Stored items from a collection
****
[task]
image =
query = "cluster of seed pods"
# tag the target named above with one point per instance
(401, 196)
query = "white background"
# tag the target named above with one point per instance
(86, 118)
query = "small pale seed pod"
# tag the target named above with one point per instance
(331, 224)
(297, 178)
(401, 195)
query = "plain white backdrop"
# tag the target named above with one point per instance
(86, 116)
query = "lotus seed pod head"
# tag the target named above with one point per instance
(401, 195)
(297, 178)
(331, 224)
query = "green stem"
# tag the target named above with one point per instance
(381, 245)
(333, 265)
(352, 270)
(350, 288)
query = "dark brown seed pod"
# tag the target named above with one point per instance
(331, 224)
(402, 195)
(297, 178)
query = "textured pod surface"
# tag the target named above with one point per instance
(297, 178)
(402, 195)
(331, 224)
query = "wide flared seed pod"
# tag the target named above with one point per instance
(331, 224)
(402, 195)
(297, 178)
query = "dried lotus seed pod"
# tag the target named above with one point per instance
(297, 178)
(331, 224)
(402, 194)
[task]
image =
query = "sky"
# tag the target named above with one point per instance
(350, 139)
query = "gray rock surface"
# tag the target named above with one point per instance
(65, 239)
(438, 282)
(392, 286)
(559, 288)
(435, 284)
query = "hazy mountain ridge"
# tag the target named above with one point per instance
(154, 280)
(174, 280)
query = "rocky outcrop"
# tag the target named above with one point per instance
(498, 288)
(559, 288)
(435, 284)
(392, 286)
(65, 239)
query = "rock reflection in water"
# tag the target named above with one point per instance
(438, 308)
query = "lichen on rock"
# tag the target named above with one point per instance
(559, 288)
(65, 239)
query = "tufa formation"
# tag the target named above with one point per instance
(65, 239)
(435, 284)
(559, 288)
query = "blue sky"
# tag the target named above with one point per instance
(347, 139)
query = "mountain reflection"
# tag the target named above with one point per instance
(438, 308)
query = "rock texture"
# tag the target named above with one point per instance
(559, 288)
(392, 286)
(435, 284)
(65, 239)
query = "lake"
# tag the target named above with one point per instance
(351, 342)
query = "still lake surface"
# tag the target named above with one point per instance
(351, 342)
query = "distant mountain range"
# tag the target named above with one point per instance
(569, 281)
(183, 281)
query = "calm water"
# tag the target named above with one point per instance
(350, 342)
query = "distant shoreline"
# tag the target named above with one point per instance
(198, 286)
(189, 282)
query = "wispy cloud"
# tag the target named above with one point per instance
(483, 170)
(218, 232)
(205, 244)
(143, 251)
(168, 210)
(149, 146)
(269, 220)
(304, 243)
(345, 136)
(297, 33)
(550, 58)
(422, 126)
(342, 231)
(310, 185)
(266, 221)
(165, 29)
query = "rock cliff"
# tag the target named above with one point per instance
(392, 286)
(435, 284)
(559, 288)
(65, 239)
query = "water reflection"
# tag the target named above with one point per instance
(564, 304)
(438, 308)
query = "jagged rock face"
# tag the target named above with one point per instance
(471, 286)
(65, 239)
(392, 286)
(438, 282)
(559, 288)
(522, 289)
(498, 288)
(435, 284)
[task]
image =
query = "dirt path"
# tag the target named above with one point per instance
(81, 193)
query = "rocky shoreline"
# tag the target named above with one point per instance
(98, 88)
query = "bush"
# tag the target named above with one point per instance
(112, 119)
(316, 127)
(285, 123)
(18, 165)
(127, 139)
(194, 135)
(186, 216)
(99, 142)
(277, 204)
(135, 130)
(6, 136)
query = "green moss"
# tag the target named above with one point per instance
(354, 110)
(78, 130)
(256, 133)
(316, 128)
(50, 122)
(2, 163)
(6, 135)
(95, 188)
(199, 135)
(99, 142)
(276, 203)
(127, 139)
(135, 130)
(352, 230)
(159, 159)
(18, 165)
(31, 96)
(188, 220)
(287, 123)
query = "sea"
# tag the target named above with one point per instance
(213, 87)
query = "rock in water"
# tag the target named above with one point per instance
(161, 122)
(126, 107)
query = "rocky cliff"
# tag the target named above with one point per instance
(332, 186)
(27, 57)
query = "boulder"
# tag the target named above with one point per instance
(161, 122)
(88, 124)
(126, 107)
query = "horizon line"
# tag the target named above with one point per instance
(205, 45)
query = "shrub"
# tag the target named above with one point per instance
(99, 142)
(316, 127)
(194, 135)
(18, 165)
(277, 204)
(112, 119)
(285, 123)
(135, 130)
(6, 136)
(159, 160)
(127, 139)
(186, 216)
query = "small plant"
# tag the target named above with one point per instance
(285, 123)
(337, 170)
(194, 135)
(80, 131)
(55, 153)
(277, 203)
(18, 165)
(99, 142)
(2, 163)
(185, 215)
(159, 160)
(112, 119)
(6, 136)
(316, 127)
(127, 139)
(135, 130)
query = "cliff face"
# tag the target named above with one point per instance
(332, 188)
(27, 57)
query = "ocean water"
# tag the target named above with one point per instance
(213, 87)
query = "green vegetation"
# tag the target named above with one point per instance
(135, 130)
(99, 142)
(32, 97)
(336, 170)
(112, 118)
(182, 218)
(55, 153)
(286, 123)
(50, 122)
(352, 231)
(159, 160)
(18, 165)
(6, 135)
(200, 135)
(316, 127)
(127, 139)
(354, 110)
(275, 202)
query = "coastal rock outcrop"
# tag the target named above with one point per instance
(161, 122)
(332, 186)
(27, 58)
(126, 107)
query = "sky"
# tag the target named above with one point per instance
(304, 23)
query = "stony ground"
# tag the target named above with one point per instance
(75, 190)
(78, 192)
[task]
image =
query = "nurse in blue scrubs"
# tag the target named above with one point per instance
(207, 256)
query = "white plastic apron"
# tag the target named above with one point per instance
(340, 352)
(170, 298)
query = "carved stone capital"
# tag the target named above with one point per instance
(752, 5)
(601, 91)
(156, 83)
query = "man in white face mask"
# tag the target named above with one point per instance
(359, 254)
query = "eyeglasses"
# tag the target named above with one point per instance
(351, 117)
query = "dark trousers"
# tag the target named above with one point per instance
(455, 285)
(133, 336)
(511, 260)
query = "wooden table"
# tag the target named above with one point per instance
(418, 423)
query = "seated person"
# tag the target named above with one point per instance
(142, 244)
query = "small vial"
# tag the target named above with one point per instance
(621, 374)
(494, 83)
****
Task to carry out =>
For each record above, write it out again exactly.

Solution for this problem =>
[task]
image =
query = "cluster of seed pods"
# tag the target named above with one point per instance
(401, 196)
query = "white background"
# tag the target named above with one point per instance
(86, 118)
query = "small pale seed pod"
# tag the target named above with one point per instance
(331, 224)
(297, 178)
(401, 195)
query = "plain white backdrop"
# tag the target named above with one point per instance
(86, 116)
query = "lotus seed pod head"
# tag the target named above with one point per instance
(401, 195)
(297, 178)
(331, 224)
query = "green stem"
# tag the target named above with one point per instance
(381, 245)
(333, 265)
(352, 270)
(350, 288)
query = "dark brown seed pod"
# tag the target named above with one point per instance
(331, 224)
(402, 195)
(297, 178)
query = "textured pod surface"
# tag the target named above with one point per instance
(297, 178)
(402, 195)
(331, 224)
query = "wide flared seed pod"
# tag the target named above with one point per instance
(331, 224)
(402, 195)
(297, 178)
query = "dried lotus seed pod"
# tag the target named above with one point per instance
(297, 178)
(331, 224)
(402, 194)
[task]
image =
query = "sky"
# tag the target named above with one point per instance
(350, 139)
query = "gray rock surface"
# tag the target named above with one point per instance
(65, 239)
(438, 282)
(392, 286)
(559, 288)
(435, 284)
query = "hazy mountain ridge"
# tag the target named above with one point per instance
(154, 280)
(174, 280)
query = "rocky outcrop"
# tag the target named above with one point per instance
(498, 288)
(559, 288)
(435, 284)
(392, 286)
(65, 239)
query = "rock reflection in water"
# tag the target named above with one point per instance
(438, 308)
query = "lichen on rock"
# tag the target named above with one point per instance
(559, 288)
(65, 239)
query = "tufa formation"
# tag the target named above with one point per instance
(65, 239)
(435, 284)
(559, 288)
query = "blue sky"
# tag the target named above with one point per instance
(347, 139)
query = "mountain reflection"
# tag the target named above with one point per instance
(438, 308)
query = "rock texture"
# tag the target named above with one point per instance
(559, 288)
(392, 286)
(435, 284)
(65, 239)
query = "lake"
# tag the target named above with one point per instance
(351, 342)
query = "still lake surface"
# tag the target named above with one point per instance
(351, 342)
query = "distant mountain range"
# tag the target named above with one point per instance
(569, 281)
(183, 281)
query = "calm water"
# tag the target named above with one point per instance
(350, 342)
query = "distant shoreline"
# tag the target named above with one point per instance
(198, 286)
(189, 282)
query = "wispy cloud"
# tag the target named above with one point per instance
(483, 170)
(218, 232)
(205, 244)
(143, 251)
(168, 210)
(149, 146)
(269, 220)
(304, 243)
(345, 136)
(297, 33)
(550, 58)
(422, 126)
(342, 231)
(310, 185)
(266, 221)
(165, 29)
query = "rock cliff"
# tag the target named above with one point per instance
(392, 286)
(435, 284)
(559, 288)
(65, 239)
query = "water reflection"
# tag the target named above with one point per instance
(564, 304)
(438, 308)
query = "jagged rock face"
# tag the target named above with one point per instance
(471, 286)
(65, 239)
(392, 286)
(438, 282)
(559, 288)
(522, 289)
(498, 288)
(435, 284)
[task]
image =
query = "dirt path"
# tag the target named above with one point per instance
(81, 193)
query = "rocky shoreline"
# tag the target named above with one point per instance
(98, 88)
query = "bush"
# tag the target named above with one point per instance
(112, 119)
(316, 127)
(285, 123)
(18, 165)
(127, 139)
(194, 135)
(186, 216)
(99, 142)
(277, 204)
(135, 130)
(6, 136)
query = "green moss"
# tag the target named above with one point per instance
(354, 110)
(78, 130)
(256, 133)
(316, 128)
(50, 122)
(2, 163)
(6, 135)
(95, 188)
(199, 135)
(99, 142)
(276, 203)
(127, 139)
(135, 130)
(352, 230)
(159, 159)
(18, 165)
(31, 96)
(188, 220)
(287, 123)
query = "sea"
# tag the target named above with one point per instance
(213, 87)
query = "rock in water"
# tag the target named above with one point per instance
(161, 122)
(126, 107)
query = "rocky cliff"
# tag the target named above with one point per instance
(332, 186)
(27, 57)
query = "boulder"
# tag the target named above with one point per instance
(161, 122)
(88, 124)
(126, 107)
query = "horizon line"
# tag the target named above with one point per instance
(205, 45)
query = "shrub"
# tag the target named above with one point per instance
(99, 142)
(316, 127)
(194, 135)
(18, 165)
(277, 204)
(112, 119)
(285, 123)
(135, 130)
(6, 136)
(159, 160)
(127, 139)
(186, 216)
query = "small plant"
# tag the target named above with one point per instance
(285, 123)
(337, 170)
(194, 135)
(80, 131)
(55, 153)
(277, 203)
(18, 165)
(99, 142)
(2, 163)
(185, 215)
(159, 160)
(112, 119)
(6, 136)
(316, 127)
(127, 139)
(135, 130)
query = "cliff face"
# tag the target named above with one point per instance
(332, 188)
(27, 57)
query = "ocean water"
# tag the target named above with one point per instance
(213, 87)
query = "green vegetation"
# tag the target named above with one point per instance
(135, 130)
(99, 142)
(32, 97)
(336, 170)
(112, 118)
(182, 218)
(55, 153)
(286, 123)
(50, 122)
(352, 231)
(159, 160)
(18, 165)
(6, 135)
(200, 135)
(316, 127)
(127, 139)
(354, 110)
(275, 202)
query = "coastal rock outcrop"
# tag the target named above with one point per instance
(161, 122)
(332, 186)
(27, 58)
(126, 107)
query = "sky"
# tag the target named above with one point per instance
(304, 23)
query = "stony ground"
# tag the target named above with one point per instance
(75, 190)
(78, 192)
[task]
image =
query = "nurse in blue scrubs"
# tag the target named above with one point per instance
(207, 256)
query = "white plastic apron"
# tag the target named above with one point per instance
(340, 352)
(170, 298)
query = "carved stone capital"
# tag the target named above with one point per instance
(752, 5)
(601, 91)
(156, 83)
query = "man in white face mask"
# tag the target named above with one point per instance
(359, 254)
query = "eyeglasses"
# tag the target named above with one point per instance
(351, 117)
query = "dark trousers"
# tag the target named above with one point per instance
(455, 285)
(133, 336)
(511, 260)
query = "wooden table"
# tag the target named above with one point per instance
(418, 423)
query = "seated person"
# tag the target named above with one point per instance
(142, 244)
query = "small vial"
# tag the target named above with one point per instance
(621, 374)
(494, 83)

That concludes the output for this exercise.